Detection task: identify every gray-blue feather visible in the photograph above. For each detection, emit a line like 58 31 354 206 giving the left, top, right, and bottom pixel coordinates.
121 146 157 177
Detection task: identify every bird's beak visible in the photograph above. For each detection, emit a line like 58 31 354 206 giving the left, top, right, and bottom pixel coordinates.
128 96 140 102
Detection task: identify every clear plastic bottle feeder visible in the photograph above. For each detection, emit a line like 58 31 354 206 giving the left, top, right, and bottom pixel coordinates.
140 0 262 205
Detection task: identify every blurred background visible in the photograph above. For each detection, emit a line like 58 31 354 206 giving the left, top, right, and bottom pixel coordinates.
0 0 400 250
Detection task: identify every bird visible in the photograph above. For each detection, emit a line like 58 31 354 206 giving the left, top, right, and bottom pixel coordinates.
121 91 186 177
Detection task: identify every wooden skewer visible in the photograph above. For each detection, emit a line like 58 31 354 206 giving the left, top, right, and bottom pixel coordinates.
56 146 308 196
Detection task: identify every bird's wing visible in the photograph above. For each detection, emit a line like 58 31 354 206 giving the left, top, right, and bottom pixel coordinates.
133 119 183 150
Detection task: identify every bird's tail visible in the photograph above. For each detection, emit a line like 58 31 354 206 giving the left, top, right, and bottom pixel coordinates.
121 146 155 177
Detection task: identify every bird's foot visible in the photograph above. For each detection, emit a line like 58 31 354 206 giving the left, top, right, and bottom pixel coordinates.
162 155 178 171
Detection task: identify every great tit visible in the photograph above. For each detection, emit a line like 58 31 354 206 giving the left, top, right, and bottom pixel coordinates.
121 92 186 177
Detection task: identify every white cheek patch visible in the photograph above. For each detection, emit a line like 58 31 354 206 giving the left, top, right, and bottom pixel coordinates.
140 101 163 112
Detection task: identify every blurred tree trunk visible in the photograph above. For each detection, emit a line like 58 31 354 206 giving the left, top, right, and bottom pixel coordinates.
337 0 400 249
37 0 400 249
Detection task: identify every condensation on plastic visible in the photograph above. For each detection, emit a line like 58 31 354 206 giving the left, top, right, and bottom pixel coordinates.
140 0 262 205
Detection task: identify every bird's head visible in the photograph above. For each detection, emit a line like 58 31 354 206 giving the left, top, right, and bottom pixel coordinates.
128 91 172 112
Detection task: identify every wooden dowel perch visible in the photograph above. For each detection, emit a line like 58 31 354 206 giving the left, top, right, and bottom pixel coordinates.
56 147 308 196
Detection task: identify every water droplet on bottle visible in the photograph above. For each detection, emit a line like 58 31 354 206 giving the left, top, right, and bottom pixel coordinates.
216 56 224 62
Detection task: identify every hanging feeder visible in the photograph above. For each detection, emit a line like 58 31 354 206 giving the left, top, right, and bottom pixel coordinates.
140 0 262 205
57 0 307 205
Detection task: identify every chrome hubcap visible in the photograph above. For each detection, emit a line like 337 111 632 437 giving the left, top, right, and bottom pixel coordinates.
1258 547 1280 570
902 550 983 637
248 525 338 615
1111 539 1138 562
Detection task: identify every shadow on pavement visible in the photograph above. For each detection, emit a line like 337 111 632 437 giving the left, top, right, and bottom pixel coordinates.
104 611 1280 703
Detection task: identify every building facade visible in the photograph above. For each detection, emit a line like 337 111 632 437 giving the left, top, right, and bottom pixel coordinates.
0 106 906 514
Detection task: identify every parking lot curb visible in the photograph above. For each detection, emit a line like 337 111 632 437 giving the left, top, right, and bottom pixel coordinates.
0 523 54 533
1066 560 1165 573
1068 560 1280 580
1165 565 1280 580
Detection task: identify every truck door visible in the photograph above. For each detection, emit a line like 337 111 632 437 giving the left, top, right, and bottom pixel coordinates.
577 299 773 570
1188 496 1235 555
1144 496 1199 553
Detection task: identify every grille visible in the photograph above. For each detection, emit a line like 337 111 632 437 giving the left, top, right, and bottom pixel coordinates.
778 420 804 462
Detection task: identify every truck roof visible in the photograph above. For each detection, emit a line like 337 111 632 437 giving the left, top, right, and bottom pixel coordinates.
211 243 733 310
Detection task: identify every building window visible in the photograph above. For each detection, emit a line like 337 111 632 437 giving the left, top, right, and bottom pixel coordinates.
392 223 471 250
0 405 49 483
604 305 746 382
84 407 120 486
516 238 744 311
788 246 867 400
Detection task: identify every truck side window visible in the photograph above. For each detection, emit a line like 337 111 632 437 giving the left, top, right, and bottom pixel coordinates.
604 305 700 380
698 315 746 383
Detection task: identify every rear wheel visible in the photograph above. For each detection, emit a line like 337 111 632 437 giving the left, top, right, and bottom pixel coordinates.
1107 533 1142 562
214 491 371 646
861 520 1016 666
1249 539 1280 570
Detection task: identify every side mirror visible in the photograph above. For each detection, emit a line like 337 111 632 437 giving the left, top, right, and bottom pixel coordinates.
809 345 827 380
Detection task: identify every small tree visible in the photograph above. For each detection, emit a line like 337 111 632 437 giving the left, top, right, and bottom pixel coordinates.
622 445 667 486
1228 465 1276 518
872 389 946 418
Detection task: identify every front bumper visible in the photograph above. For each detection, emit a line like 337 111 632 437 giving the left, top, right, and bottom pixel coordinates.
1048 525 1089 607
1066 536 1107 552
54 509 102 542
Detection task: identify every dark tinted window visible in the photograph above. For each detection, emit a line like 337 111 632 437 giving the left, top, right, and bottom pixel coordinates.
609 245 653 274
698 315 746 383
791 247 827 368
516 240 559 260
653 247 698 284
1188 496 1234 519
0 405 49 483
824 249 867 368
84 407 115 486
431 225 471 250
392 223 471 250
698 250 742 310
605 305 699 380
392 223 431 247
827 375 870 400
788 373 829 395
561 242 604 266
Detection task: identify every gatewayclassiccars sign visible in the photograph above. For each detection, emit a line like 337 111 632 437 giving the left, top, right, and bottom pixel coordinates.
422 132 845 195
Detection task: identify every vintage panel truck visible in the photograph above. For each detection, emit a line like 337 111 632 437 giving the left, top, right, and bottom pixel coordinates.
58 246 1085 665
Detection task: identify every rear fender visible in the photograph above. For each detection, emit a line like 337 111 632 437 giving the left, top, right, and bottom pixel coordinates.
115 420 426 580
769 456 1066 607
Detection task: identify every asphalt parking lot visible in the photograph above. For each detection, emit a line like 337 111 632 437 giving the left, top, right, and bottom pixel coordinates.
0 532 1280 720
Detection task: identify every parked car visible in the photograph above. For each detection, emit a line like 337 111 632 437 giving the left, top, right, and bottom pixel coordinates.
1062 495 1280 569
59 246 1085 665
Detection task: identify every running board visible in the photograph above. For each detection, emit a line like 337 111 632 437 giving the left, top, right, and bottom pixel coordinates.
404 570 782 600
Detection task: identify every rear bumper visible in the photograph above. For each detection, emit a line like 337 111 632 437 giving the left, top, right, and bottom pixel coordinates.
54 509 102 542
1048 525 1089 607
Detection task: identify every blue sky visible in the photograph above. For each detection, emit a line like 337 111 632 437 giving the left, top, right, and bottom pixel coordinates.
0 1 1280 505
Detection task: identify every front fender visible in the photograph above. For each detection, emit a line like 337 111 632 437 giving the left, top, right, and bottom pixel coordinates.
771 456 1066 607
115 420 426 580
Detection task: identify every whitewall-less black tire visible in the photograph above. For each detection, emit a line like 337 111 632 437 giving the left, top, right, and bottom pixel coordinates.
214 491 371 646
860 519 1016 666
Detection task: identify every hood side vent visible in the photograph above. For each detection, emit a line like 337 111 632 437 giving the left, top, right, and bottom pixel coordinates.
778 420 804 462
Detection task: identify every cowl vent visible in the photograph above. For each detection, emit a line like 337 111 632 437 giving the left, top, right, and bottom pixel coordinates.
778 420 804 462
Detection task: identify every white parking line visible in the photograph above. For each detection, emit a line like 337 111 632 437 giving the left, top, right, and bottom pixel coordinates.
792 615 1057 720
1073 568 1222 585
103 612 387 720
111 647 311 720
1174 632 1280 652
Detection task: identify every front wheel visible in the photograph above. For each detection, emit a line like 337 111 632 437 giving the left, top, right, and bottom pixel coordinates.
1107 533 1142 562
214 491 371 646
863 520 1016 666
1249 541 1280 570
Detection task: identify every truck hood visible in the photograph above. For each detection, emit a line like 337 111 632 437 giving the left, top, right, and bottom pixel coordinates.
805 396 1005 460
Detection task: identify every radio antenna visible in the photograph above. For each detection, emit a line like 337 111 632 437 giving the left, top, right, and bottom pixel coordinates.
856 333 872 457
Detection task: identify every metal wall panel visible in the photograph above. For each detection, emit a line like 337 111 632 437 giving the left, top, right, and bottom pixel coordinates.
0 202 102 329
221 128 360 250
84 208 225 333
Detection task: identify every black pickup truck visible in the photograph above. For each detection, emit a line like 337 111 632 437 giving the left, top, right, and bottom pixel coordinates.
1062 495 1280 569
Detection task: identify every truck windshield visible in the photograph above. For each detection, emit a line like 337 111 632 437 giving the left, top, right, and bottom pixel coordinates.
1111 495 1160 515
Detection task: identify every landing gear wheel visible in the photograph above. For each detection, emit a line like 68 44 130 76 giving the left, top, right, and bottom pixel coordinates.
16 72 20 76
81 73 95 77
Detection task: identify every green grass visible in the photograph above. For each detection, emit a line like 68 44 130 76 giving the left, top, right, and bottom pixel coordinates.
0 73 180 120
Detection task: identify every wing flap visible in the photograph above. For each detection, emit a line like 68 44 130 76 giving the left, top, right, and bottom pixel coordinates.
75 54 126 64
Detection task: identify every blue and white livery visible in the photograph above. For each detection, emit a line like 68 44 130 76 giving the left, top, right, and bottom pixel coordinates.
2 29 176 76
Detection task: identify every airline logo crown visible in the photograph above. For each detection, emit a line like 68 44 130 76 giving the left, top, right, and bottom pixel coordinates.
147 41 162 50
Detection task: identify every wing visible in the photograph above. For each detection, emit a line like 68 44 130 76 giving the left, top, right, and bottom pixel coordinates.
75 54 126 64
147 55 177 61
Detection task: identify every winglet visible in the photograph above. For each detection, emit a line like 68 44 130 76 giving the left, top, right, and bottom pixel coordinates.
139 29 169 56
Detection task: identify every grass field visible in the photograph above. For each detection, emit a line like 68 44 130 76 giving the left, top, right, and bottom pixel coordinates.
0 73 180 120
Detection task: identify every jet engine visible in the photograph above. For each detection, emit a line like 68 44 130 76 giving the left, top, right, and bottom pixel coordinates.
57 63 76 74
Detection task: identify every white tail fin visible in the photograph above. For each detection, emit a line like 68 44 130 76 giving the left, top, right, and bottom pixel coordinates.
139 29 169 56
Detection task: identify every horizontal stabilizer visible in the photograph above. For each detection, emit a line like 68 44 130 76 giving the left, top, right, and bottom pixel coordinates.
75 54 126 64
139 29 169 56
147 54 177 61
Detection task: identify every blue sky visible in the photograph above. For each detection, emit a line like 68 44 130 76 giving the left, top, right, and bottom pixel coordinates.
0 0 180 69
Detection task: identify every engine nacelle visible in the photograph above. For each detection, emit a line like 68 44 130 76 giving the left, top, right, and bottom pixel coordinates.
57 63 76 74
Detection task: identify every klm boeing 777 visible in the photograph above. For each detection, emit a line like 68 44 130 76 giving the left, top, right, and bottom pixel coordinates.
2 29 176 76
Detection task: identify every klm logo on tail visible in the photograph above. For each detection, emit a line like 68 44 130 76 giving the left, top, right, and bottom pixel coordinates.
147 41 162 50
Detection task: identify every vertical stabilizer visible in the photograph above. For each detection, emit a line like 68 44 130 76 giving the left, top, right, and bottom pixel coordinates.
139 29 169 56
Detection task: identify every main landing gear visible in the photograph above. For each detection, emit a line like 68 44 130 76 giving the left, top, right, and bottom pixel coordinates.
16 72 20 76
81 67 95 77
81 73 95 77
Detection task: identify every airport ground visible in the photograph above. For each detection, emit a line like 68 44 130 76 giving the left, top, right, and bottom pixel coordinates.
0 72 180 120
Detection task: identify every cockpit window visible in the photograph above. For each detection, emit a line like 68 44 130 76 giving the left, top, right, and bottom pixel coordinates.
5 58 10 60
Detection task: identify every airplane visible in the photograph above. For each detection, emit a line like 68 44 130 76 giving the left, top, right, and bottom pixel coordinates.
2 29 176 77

++++++++++++++++++++

Rewrite the entries from the line with "Detection task: identify every white cheek" up to and including the line with "0 106 906 514", requests included, and increase every bounding-box coordinate in the answers by 107. Leave the requests and their sample coordinates unchanged, and give only those lines.

Detection task: identify every white cheek patch visible in the photograph above. For each detection, emit a line like 58 31 354 206 giving the left, top, right, and bottom pixel coordinates.
247 208 270 219
Detection task: identify every blurred tree trunk visible in the photograph above. For each detection, emit a line like 58 31 354 206 giving the left, top, right, and bottom pixel coordinates.
444 107 507 356
144 107 507 356
Detection task: identify every condensation on plastic visible in the photograph above. For each detection, emit a line like 58 31 354 206 giving the left, top, right, and bottom pixel coordinates.
247 107 369 312
Detection task: identify every bird's head visible in the photograph above. For each detection, emit a line like 58 31 354 206 giving the left, top, right, and bottom pixel coordinates.
235 198 279 219
Detection task: identify every wooden dowel perch visible in the photograph above. For each detection, emit a line like 58 31 354 206 giving the left, top, right, and bottom pixel coordinates.
163 254 415 303
Detection task: identify every water droplet on bottle visible in the photograph above. For each detection, emit a line like 58 31 354 206 giving the left, top, right, and bottom pixel coordinates.
323 163 331 169
Detection task: identify every hanging feeder visible in the photograph above. For each detection, emit a line like 58 31 354 206 giving the left, top, right, and bottom pixel coordinates.
247 107 369 312
164 107 414 312
Detection task: identify every chrome hubcap visible in the photograph above. For each detection, emit a line like 337 111 632 437 giving the left, top, right, and bottom pixel coordinates.
1365 654 1387 677
1009 657 1090 744
355 632 445 722
1218 646 1245 669
Detection task: identify every shadow on pavement visible in the photograph above. For each detection, emit a line like 337 111 632 437 giving the left, top, right, and bottom pixel coordinates.
211 718 1387 810
Detection task: identify every building facade visible in the photograph above. For each detection, emit a line like 337 111 632 437 giving the left, top, right, and bottom pixel coordinates.
107 213 1013 621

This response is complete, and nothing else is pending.